* _EXTRACT PROVIDED_
———

Traditionally, brands would create business plans setting out how they would transform inputs into outputs. Usually, it was just a small document that included things like the goals of the company, details on how it would operate, and the ways in which it would acquire customers.
Digital plan structures are something similar, except specially tailored for the complexities and challenges of the online space.
Creating the best digital plan structure for your NI business is quite involved and required thinking methodically. It’s not always something that you can rattle off in an afternoon. Careful thought is the order of the day.
The goal of digital marketing is to use various channels (like your website, search results or social media) to grab leads and make sales. But how you ultimately do that is the arbiter of your success. Many businesses simply launch straight into a marketing campaign without really thinking long and hard about the best approach for their particular business model. Consequently, they often wind up wasting vast sums of money that they could have used for more productive activities. That’s something you want to avoid.

———

* _REQUIRED WORK_
Answer these questions from the text on digital plan structures:
1. What three things did a traditional business plan usually include?
2. What are digital plan structures specially tailored for?
3. Which channels does the text give as examples for digital marketing?

* _INFORMATION SHOWN_
———

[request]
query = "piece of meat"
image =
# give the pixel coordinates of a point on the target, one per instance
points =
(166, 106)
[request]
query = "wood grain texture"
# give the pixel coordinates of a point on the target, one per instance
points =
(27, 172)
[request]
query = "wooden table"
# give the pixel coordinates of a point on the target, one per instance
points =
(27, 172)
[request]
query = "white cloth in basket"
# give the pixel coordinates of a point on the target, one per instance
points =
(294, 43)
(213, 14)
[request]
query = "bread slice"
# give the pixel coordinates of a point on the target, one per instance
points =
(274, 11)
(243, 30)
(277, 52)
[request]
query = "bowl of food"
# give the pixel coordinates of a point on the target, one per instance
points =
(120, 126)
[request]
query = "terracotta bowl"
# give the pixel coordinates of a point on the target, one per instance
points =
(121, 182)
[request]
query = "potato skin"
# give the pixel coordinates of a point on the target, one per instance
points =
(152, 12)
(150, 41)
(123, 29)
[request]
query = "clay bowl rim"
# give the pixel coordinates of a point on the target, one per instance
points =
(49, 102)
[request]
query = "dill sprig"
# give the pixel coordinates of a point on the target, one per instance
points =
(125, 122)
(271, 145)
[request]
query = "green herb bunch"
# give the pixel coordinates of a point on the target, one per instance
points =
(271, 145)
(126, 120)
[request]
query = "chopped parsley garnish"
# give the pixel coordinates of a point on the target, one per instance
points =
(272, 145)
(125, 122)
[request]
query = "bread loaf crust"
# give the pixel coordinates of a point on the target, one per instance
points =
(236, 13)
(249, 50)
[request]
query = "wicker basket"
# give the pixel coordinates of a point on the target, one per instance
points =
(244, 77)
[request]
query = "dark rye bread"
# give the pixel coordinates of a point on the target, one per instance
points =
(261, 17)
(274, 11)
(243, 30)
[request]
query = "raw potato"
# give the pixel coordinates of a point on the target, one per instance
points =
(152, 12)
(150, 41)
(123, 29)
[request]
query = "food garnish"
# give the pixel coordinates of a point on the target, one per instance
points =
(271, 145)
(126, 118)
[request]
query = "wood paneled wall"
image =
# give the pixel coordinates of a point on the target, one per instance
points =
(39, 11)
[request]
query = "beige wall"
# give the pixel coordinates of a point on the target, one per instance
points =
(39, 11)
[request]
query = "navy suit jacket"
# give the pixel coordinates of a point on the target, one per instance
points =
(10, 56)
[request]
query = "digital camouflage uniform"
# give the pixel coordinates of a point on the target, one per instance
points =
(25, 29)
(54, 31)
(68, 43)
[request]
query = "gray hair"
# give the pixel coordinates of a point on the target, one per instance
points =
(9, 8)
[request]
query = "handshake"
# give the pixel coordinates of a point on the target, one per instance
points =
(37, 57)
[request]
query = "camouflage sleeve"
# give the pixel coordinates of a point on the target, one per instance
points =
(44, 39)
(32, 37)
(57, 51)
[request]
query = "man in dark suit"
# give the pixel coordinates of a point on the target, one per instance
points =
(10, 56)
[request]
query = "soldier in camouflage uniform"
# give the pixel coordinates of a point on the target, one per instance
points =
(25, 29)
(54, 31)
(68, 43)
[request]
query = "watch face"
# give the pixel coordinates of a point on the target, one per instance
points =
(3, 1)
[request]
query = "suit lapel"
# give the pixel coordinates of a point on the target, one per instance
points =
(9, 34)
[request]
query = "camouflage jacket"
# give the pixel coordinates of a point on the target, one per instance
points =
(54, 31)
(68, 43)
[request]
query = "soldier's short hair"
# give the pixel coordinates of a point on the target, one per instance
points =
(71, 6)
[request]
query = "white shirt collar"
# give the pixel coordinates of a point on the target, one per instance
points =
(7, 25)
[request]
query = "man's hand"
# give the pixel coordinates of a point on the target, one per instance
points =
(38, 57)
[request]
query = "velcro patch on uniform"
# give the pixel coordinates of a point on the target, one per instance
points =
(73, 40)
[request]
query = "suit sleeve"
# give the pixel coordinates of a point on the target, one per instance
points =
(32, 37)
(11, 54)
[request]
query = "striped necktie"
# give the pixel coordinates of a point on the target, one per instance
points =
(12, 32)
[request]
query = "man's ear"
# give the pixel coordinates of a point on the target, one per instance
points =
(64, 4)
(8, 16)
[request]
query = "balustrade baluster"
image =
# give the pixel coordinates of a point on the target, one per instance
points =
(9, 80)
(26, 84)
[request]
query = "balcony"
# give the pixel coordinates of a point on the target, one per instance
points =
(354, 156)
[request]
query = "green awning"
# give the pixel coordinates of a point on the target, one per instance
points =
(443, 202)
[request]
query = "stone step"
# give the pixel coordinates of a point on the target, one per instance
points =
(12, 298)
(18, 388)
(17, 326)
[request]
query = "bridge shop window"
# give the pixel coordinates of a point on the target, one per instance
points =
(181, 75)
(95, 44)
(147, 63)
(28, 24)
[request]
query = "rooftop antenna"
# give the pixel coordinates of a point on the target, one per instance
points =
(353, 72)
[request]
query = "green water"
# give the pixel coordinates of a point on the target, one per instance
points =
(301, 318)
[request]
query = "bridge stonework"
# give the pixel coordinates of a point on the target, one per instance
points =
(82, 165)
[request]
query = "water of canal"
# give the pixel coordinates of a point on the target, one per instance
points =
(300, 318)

———

* _TASK ANSWER_
1. The goals of the company, details on how it would operate, and the ways in which it would acquire customers.
2. The complexities and challenges of the online space.
3. Your website, search results, and social media.